(Detection examples)

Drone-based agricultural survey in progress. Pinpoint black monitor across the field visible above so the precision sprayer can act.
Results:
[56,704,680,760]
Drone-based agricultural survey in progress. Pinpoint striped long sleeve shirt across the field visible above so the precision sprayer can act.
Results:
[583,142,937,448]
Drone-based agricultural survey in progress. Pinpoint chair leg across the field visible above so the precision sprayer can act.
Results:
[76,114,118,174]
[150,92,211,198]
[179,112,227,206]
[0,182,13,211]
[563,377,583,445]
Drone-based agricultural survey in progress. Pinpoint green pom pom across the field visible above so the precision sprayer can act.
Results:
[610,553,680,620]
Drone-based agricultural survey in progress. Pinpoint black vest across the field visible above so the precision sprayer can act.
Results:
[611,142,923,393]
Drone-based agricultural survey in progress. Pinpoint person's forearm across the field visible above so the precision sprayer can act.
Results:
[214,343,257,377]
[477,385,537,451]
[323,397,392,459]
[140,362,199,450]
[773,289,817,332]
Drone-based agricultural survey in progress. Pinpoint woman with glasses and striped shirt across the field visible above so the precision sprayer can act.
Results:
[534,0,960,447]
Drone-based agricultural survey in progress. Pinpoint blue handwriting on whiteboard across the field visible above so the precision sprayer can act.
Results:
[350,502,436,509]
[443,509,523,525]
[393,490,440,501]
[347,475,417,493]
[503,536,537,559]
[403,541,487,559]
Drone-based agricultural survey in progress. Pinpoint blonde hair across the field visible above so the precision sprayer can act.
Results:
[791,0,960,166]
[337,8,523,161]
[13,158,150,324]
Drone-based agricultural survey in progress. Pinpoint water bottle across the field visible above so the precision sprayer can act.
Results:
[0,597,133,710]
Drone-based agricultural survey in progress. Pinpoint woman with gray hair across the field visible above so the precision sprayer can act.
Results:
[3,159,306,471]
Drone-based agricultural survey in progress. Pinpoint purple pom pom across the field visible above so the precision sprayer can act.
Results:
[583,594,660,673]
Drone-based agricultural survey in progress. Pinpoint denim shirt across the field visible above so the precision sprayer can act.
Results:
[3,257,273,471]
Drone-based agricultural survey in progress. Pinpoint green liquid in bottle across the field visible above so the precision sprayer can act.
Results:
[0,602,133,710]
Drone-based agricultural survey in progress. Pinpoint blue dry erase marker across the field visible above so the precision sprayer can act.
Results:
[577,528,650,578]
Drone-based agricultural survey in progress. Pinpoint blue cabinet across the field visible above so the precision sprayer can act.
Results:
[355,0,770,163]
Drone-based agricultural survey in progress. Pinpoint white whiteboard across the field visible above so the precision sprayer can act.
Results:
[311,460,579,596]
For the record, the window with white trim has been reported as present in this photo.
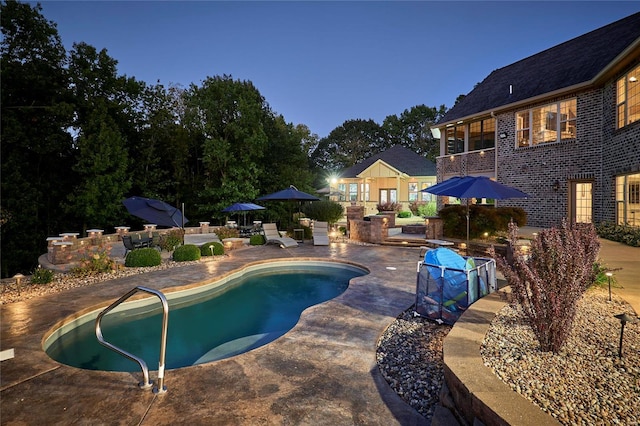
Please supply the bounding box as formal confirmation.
[349,183,358,201]
[516,98,576,148]
[360,183,370,201]
[409,182,418,201]
[616,65,640,129]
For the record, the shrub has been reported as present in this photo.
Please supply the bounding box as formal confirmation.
[304,200,344,224]
[409,201,438,217]
[213,226,240,240]
[124,247,162,268]
[71,244,117,277]
[158,229,184,251]
[173,244,200,262]
[31,265,54,284]
[200,241,224,256]
[376,202,402,213]
[596,222,640,247]
[490,220,600,353]
[249,234,266,246]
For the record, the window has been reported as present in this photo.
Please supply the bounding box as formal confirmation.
[349,183,358,201]
[338,183,347,201]
[421,182,434,201]
[360,183,369,201]
[409,182,418,201]
[616,173,640,226]
[516,99,576,148]
[469,118,496,151]
[446,126,464,155]
[616,65,640,129]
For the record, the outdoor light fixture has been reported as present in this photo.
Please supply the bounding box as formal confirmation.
[614,312,638,358]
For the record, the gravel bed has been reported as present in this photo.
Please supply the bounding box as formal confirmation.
[376,307,451,421]
[480,288,640,425]
[0,256,201,305]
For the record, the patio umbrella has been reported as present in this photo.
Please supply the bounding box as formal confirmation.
[423,176,528,247]
[122,196,189,228]
[257,185,320,201]
[257,185,320,225]
[222,203,265,226]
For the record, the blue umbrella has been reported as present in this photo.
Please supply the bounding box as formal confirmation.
[122,196,189,228]
[257,185,320,225]
[222,203,265,226]
[423,176,528,247]
[222,203,265,213]
[257,185,320,201]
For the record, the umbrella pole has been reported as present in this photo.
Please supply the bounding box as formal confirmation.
[467,198,469,256]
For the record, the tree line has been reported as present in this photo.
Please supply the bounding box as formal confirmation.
[0,0,446,277]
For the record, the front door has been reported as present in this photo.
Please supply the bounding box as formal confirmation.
[570,182,593,223]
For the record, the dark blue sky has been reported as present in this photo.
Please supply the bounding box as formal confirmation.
[36,0,640,137]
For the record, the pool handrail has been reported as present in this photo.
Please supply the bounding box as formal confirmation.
[96,286,169,394]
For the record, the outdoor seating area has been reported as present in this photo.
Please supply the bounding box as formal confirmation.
[263,223,298,248]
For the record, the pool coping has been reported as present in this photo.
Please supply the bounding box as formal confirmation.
[0,243,426,425]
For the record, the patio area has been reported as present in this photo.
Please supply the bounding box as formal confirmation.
[0,243,426,425]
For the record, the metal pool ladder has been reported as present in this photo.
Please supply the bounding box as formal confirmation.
[96,286,169,394]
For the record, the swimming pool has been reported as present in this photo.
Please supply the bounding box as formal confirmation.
[44,261,367,371]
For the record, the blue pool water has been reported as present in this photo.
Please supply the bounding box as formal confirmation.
[44,262,366,371]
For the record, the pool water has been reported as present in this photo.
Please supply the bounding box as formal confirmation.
[44,262,365,371]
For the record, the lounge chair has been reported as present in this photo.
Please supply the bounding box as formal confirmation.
[313,222,329,246]
[262,223,298,248]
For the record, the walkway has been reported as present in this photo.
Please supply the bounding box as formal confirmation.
[0,242,426,426]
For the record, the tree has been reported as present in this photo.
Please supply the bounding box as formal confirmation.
[185,75,271,217]
[382,105,446,161]
[0,0,74,277]
[311,120,388,172]
[67,43,139,231]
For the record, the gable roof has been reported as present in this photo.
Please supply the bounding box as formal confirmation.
[340,145,436,178]
[438,12,640,124]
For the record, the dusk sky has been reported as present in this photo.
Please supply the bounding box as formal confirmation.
[33,1,640,137]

# [Given task]
Rewrite everything in the records from the line containing "woman with gray" down to the line containing "[583,594,660,673]", including the requests, adding 15 to every bounding-box coordinate in the answers.

# [Final result]
Drone-based agricultural survey in progress. Pinpoint woman with gray hair across the field visible above so the precision sprayer can act.
Results:
[18,174,321,486]
Drone-based agricultural survey in progress. Pinpoint purple pom pom across the field visible above so the precision sprayer can act.
Results:
[598,609,675,688]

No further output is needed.